=== Document extract ===
3 ELR 20290 | Environmental Law Reporter | copyright © 1973 | All rights reserved


State Highway Commission v. Bauman

No. 28831 (Or. Cir. Ct. February 23, 1973)

No recreational easement exists in favor of the general public on a privately owned sand dune above the vegetation line, and defendants can continue devlopment and construction of a condominium housing project on the site. Plaintiff failed to prove the clear and positive existence of such a prescriptive easement by a preponderance of the evidence. There may be an easement for access across the site to the public beach, but the defendants have adequately provided for such access in the design of the project.

For other Oregon decisions concerning dry sand areas below the vegetation line see 2 ELR 20381 and 2 ELR 20383.

Counsel for Plaintiff
Philip J. Engelgau Assistant Attorney General
Louis S. Bonney Assistant Attorney General
100 State Office Building
Salem, Oregon 97310

Counsel for Defendants
George L. Kirklin
McColloch, Dezendorf, Spears & Lubersky
800 Pacific Building
Portland, Oregon 97204

C. E. Wheelock
Wheelock, Richardson, Niehaus, Baines & Murphy
505 Franklin Building
Portland, Oregon 97204

Lawrence M. Dean
McDonald, Dean, McCallister & Snow
801 Commercial Street
Astoria, Oregon 97103

Counsel for Amicus Curiae Western Environmental Trade Association
Henry A. Buehner
1618 SW First Avenue
Portland, Oregon 97201

[3 ELR 20290]

Edison, J.

OPINION

This matter was heard on trial by this Court and decision was reserved pending preparation of memoranda of law by counsel and amicus curiae. Such memoranda have been received and read by the Court together with the authorities cites therein, the testimony and exhibits have been reviewed, and the Court's opinion will follow. However, the Court would take this opportunity to compliment counsel and amicus for a well-tried case and preparation of most excellent memoranda of law. The memoranda have been made a part of the Court's official file.

This is a suit for declaratory judgment, sounding in equity, brought by the Oregon State Highway Commission seeking judicial declaration of the existance of a recreational easement in favor of the general public in certain real property located in the City of Cannon Beach, Oregon, and further, seeking an injunction restricting or preventing the defendants from developing or constructing upon said real property a condominium housing project. The property is located northerly and easterly of the point where Elk Creek empities into the Pacific Ocean in Clatsop County. The entire properly also abuts and lies immediately eastward and upward of [3 ELR 20291] the vegetation line or coordinate line established by and described in ORS 390.605 et seq.

Defendant Paula Munson Penny is the fee title owner of the real property involved. She purchased the property in separate parcels, mostly from Clatsop County, which had previously obtained title through tax foreclosure. She has owned the property for approximately 14 years.

The other named defendants, excepting Franklin Service Corporation which is a financier of the project, are the prospective developers of the condominium. The proposed condominium will occupy the entire property in question with the exception of three routes of access through and across the property which will be dedicated to and provided by the developers for the use and benefit of the general public in reaching the beach or dry sand area lying seaward of the so-called 16-foot or vegetation line.

The property is generally a sand dune. When first acquired by defendant Penny, the dune rose to a higher elevation. In conjunction with a previous planned development on her part, Mrs. Penny caused the dune area to be cut down to approximately one-half its former elevation, to be terraced, and to be planted with beach grass for stability. Thereafter, in order to prevent public useage of her property, defendant Penny continually posted the area with no trespassing signs, erected fences and attempted to prevent vehicular traffic by placing of chains and logs on roads and the beach perimeter. She also caused the area to be regularly patrolled by sheriff's deputies and the Cannon Beach police.

=== What to work on ===
- a) From the court opinion in State Highway Commission v. Bauman, list each measure defendant Penny took to prevent public use of her property.
- b) Pick up the court opinion in State Highway Commission v. Bauman after its final sentence and write the next paragraph.

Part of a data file
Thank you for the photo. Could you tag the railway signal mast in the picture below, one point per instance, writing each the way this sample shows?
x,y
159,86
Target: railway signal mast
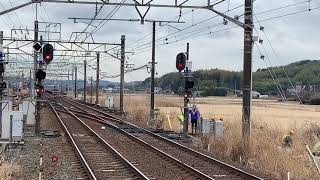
x,y
183,64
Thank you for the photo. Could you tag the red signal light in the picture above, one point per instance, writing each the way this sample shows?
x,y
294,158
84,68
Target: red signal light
x,y
181,61
47,57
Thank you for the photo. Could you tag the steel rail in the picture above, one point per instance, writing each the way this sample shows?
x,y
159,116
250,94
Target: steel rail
x,y
113,150
75,146
199,154
181,164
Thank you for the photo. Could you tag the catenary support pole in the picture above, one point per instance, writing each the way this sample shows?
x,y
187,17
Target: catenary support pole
x,y
75,82
1,75
153,71
35,58
85,81
247,74
123,42
97,78
91,90
185,105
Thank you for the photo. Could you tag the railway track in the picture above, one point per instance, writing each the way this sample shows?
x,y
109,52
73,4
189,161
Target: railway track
x,y
100,160
194,160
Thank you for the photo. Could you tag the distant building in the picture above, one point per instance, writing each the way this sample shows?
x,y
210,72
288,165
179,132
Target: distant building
x,y
157,90
254,94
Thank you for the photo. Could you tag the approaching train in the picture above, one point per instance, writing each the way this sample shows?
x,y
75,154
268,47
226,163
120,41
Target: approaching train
x,y
53,89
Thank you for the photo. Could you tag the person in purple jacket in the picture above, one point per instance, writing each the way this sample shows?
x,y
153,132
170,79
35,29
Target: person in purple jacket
x,y
194,114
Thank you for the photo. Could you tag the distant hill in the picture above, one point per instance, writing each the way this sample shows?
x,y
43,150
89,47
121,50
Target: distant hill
x,y
306,72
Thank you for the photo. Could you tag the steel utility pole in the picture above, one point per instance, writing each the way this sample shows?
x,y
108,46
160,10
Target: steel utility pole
x,y
123,44
35,57
185,105
91,90
75,82
85,81
153,61
68,82
247,73
1,75
97,78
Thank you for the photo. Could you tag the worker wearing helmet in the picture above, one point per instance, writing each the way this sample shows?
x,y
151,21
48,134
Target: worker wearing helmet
x,y
287,140
194,115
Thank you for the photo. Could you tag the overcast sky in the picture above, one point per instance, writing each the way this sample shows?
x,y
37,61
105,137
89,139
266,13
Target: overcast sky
x,y
295,37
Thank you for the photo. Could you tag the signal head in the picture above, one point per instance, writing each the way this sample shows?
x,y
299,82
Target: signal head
x,y
181,61
47,52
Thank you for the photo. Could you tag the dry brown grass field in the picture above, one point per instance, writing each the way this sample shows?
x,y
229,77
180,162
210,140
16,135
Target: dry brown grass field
x,y
271,121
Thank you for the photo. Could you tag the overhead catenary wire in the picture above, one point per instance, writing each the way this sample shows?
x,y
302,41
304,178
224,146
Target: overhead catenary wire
x,y
276,54
273,72
272,76
275,17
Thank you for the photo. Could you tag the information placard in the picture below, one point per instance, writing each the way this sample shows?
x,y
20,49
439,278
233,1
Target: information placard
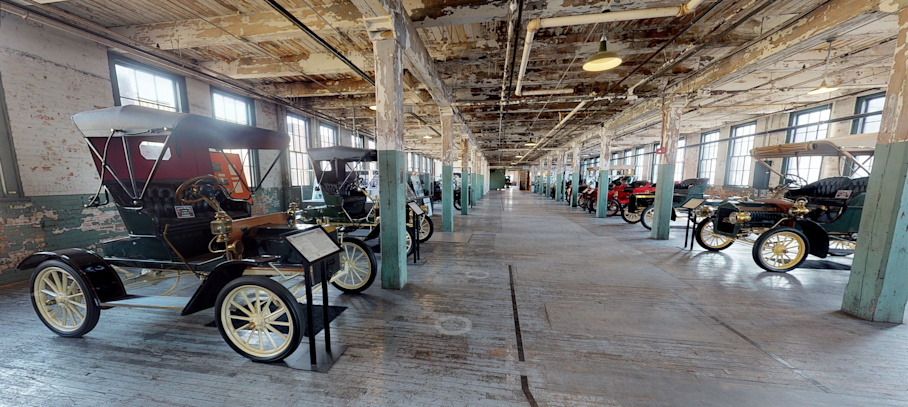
x,y
314,244
415,208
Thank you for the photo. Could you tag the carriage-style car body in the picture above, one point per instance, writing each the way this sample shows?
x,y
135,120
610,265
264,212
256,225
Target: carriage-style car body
x,y
819,218
348,206
641,208
186,215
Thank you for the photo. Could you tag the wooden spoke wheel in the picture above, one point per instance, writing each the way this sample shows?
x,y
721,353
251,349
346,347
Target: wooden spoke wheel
x,y
63,300
649,216
709,239
259,318
426,228
630,217
781,249
612,207
358,265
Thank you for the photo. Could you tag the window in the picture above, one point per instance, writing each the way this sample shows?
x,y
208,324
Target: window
x,y
869,124
357,140
679,161
739,160
300,173
327,135
656,161
135,84
236,109
9,173
807,167
868,104
706,168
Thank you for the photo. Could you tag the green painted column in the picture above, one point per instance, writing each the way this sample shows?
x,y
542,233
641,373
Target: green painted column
x,y
575,175
604,163
877,289
665,183
447,169
392,163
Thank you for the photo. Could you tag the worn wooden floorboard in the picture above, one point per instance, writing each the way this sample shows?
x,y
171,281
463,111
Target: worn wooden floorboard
x,y
608,317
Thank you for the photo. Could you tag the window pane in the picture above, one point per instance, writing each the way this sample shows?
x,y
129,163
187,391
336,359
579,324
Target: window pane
x,y
708,152
739,160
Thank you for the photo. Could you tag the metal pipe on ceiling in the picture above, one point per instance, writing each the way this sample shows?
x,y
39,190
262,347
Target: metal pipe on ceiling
x,y
629,15
299,24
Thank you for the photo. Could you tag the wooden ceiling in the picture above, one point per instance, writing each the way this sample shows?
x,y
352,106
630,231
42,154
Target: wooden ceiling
x,y
469,40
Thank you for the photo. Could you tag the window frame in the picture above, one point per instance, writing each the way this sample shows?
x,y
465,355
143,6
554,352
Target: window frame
x,y
114,59
327,126
714,144
10,183
857,125
732,140
790,134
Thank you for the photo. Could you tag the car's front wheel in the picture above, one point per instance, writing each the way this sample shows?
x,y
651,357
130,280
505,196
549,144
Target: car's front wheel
x,y
781,249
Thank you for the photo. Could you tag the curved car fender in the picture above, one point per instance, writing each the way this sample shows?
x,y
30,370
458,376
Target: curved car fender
x,y
816,235
207,293
99,275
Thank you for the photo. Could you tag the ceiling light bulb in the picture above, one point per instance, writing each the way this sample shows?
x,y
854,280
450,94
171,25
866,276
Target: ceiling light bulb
x,y
823,88
602,60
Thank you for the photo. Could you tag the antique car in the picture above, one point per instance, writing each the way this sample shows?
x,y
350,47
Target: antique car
x,y
184,201
641,208
619,196
348,205
798,218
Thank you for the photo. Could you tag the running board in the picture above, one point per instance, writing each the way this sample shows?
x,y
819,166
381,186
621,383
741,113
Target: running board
x,y
155,302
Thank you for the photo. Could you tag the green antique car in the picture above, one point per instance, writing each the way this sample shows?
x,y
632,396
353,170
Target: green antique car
x,y
799,218
349,207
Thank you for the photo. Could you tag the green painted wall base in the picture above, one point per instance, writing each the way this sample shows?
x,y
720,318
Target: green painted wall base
x,y
602,197
664,192
877,289
392,166
465,193
447,198
575,182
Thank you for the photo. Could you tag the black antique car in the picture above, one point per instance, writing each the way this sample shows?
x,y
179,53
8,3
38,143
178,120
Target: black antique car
x,y
641,208
799,218
339,172
185,203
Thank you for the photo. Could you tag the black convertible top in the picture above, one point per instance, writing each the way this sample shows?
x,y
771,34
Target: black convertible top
x,y
145,121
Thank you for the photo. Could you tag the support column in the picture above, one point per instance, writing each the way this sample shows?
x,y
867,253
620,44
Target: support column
x,y
392,161
877,289
575,174
605,147
559,177
447,169
465,176
665,183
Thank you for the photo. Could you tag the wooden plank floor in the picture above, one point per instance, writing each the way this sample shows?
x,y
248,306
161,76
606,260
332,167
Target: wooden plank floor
x,y
607,316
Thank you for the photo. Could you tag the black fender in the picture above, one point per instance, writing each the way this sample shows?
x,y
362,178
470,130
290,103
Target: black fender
x,y
207,293
100,276
816,235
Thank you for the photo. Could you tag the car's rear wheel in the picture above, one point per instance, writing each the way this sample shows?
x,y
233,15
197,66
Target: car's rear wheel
x,y
358,262
781,249
612,207
709,239
259,318
630,217
648,217
63,300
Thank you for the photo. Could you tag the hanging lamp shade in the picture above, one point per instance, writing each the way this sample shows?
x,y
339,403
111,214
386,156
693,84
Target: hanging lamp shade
x,y
602,60
823,88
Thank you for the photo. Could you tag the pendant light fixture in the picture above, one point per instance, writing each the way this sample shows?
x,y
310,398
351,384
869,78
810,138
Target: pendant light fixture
x,y
602,60
824,88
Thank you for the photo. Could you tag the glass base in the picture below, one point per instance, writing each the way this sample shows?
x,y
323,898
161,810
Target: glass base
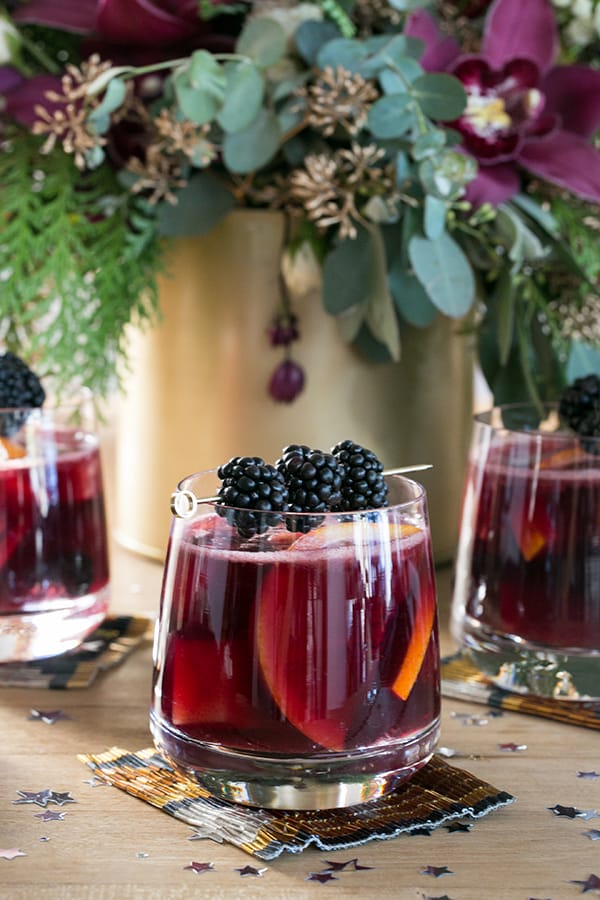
x,y
37,635
528,668
323,781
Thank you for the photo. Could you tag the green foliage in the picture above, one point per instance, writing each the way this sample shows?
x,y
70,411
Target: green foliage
x,y
78,261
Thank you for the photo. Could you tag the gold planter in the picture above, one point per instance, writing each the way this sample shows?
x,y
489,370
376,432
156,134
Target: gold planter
x,y
197,394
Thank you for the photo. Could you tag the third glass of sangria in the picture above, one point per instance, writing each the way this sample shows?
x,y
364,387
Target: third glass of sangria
x,y
527,593
296,661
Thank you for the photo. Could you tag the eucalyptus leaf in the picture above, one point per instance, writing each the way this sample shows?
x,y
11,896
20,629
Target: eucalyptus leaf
x,y
391,116
253,147
584,359
505,298
347,273
399,79
112,100
434,218
441,97
263,40
311,36
200,205
445,273
410,297
244,96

=== The responses ===
- a)
- Continually posted the area with no trespassing signs
- Erected fences
- Placed chains and logs on roads and the beach perimeter to prevent vehicular traffic
- Had the area regularly patrolled by sheriff's deputies and the Cannon Beach police

- b)
More recently, defendant Penny has contracted with the other defendants for the development of the said condominium project. Plans were prepared for this development and were submitted to various public agencies for their approval or disapproval. The plaintiff Highway Commission reviewed these plans and disclaimed any interest at that time in the real property in question or the development. The City of Cannon Beach Planning Commission and City Council reviewed them and approved same and eventually defendant obtained therefrom a conditional-use permit and a building permit allowing them to proceed. Also, the Oregon State Parks and Recreation Land Acquisition Department conferred with defendants concerning plans for that department's acquisition and development of a parking lot and beach access route for general public use easterly and adjoining the condominium project. It was in conjunction with these plans that defendants established the proposed public beach access routes across the condominium project. It should also be noted that defendants have paid all real property taxes and assessments on the property.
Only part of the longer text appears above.